**Supplied data**
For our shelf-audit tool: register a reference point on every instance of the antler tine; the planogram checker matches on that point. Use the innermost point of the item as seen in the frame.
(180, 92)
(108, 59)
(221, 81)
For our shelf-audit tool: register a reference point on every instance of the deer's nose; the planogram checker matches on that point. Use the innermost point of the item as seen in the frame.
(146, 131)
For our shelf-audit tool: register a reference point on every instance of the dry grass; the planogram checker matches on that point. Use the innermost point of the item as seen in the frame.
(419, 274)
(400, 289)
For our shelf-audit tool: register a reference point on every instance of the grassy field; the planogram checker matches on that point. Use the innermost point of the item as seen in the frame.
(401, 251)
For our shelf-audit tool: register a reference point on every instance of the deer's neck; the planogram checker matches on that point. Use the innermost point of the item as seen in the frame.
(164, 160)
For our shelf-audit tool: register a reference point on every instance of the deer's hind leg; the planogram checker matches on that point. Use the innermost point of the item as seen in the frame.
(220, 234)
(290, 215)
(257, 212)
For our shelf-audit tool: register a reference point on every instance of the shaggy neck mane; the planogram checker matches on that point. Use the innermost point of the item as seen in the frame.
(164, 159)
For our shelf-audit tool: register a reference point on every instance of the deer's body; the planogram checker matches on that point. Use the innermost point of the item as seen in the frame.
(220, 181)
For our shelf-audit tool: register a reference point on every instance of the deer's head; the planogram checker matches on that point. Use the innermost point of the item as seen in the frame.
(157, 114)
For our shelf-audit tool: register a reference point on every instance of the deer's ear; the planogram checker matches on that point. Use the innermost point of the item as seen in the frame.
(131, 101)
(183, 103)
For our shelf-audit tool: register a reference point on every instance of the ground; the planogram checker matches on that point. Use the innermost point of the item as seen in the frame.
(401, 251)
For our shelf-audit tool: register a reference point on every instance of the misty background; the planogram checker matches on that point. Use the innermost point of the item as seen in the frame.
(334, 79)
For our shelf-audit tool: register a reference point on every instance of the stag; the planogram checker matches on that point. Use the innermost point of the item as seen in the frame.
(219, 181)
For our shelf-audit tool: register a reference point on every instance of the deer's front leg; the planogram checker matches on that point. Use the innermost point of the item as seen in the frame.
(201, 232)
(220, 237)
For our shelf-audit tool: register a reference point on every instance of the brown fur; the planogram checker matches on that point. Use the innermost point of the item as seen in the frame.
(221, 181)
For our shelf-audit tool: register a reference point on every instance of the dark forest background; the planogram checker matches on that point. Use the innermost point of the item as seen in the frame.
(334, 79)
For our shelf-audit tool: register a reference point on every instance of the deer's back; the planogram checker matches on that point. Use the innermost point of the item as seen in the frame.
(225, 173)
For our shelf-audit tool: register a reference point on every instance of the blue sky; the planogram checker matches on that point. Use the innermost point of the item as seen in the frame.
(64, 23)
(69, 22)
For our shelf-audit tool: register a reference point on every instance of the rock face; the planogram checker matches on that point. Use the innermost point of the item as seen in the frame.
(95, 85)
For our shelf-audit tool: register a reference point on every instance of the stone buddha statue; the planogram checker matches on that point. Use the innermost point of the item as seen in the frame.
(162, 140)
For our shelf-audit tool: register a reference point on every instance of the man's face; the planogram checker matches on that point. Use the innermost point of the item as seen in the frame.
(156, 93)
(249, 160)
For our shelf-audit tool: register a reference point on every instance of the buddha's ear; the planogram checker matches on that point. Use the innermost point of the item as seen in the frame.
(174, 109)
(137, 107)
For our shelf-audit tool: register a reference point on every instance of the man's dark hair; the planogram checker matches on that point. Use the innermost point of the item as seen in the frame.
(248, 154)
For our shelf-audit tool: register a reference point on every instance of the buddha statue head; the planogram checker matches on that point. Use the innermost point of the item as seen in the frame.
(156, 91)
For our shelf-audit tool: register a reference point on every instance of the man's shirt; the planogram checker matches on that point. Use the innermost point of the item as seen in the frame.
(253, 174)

**Set exercise**
Rewrite all of the data above, putting "anchor point" wherever "reference point" appears and leaving everything else the same.

**Solution**
For our shelf-audit tool: register a anchor point on every instance of the antler tine; the planogram checker matches on that point. Use the innermost point of the item as seen in the frame.
(180, 92)
(108, 59)
(221, 81)
For our shelf-audit tool: register a anchor point on every instance of the deer's nose; the planogram checker matches on that point. Use the innermost point of the item as seen in the frame.
(146, 131)
For our shelf-audit tool: register a anchor point on every instance of the dry grass; the planogram checker matches on that point. Use the innermost point of the item as seen in the frame.
(419, 274)
(400, 289)
For our shelf-audit tool: register a anchor point on every instance of the grassy field; the planogram checker matches on that point. Use the innermost point of the item as seen in the frame.
(401, 251)
For our shelf-audit tool: register a anchor point on every instance of the deer's neck; the planogram checker matches on that point. Use the innermost point of the item as seen in the frame.
(164, 160)
For our shelf-audit tool: register a anchor point on every instance of the deer's hind leg; the planogram checker matches on that point. Use the innermost point of the item as seen in the frame.
(220, 234)
(290, 215)
(257, 212)
For our shelf-audit tool: register a anchor point on every instance of the shaggy neck mane; the planogram checker matches on that point. Use the innermost point of the item as seen in the frame.
(164, 159)
For our shelf-audit tool: register a anchor point on every instance of the deer's body; the planogram checker matches on that point. Use the innermost point of the item as seen in the frame.
(220, 181)
For our shelf-audit tool: register a anchor point on every instance of the deer's head; the planogram checker matches on that point. Use the innermost point of the item as seen in the frame.
(157, 114)
For our shelf-audit tool: register a anchor point on every instance of the deer's ear; the planogram checker matches on that point. Use the innermost point of the item as seen in the frame.
(131, 101)
(183, 103)
For our shelf-audit tool: register a anchor point on every instance of the ground; the planogram checker matches on that point. Use the innermost point of the item as seen in the frame.
(401, 251)
For our shelf-audit tool: register a anchor point on every instance of the misty background; the planogram checker matches on that point. Use the innermost point of the item as seen in the frame.
(334, 79)
For our shelf-audit tool: register a anchor point on every instance of the stag; the planogram checker matches on that point. Use the innermost point of the item as seen in the frame.
(219, 181)
For our shelf-audit tool: register a anchor point on every instance of the deer's front leg; the planogram checker matches on that point. Use the innermost point of the item as seen in the frame.
(201, 232)
(220, 237)
For our shelf-audit tool: register a anchor point on every instance of the brown fur; the planogram checker matches on that point. Use the innermost point of the item as seen in the frame.
(221, 181)
For our shelf-audit tool: register a anchor point on every instance of the dark forest background; the planogram checker matches on that point. Use the innermost point of the item as seen in the frame.
(334, 79)
For our shelf-audit tool: register a anchor point on every instance of the deer's back; the planogram checker matches on that point. Use the innermost point of the item as seen in the frame.
(225, 173)
For our shelf-audit tool: register a anchor point on every instance of the blue sky; the planogram checker matches on that point. Use the innermost point of the item as seen in the frame.
(64, 23)
(69, 22)
For our shelf-audit tool: register a anchor point on every instance of the rock face; the planogram checker matches on that point. Use the innermost point of the item as seen in the frame.
(95, 85)
For our shelf-audit tool: register a anchor point on every instance of the stone buddha statue; the planogram checker matches on that point. Use the innermost point of the item as seen in the frame.
(162, 140)
For our shelf-audit tool: register a anchor point on every instance of the man's face; the planogram checker matches on that point. Use the innermost point of the item as seen in the frame.
(156, 93)
(249, 160)
For our shelf-audit tool: register a anchor point on every instance of the buddha's ear; the planogram checker matches on that point. Use the innermost point of the item as seen in the frame.
(174, 109)
(137, 107)
For our shelf-audit tool: register a anchor point on every instance of the man's dark hair; the planogram checker matches on that point. Use the innermost point of the item as seen in the frame.
(248, 154)
For our shelf-audit tool: register a anchor point on every instance of the buddha statue head; the planogram checker matches on that point. Use the innermost point of the item as seen in the frame.
(156, 91)
For our shelf-audit tool: register a anchor point on every instance of the man's shirt; the planogram checker matches on that point. Use the innermost point of the item as seen in the frame.
(253, 174)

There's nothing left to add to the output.